* **Task description**
Reproduce the listing below, substituting "most central" for every occurrence of "innermost" and leaving all other text unchanged.

* **Working data**
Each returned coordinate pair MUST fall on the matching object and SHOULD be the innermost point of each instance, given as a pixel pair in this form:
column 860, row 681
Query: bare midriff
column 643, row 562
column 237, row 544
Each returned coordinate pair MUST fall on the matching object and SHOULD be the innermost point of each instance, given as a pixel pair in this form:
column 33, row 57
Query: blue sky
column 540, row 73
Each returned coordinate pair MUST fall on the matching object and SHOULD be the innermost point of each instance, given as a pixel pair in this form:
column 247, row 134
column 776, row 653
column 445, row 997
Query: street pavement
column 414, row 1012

* **Exercise solution**
Each returned coordinate pair MUST fall on the matching object and SHOULD be the most central point of each instance, given as a pixel pair in this form:
column 860, row 681
Query: bare midriff
column 643, row 562
column 237, row 544
Each returned coordinate pair MUST fall on the matching object and SHOULD be the most central point of each instance, given as a pixel pair in this form:
column 33, row 57
Query: blue sky
column 540, row 73
Each returned coordinate pair MUST fall on the matching object and SHOULD be the most central point of each instance, given as a pixel pair in this form:
column 247, row 134
column 776, row 653
column 445, row 997
Query: street pavement
column 414, row 1012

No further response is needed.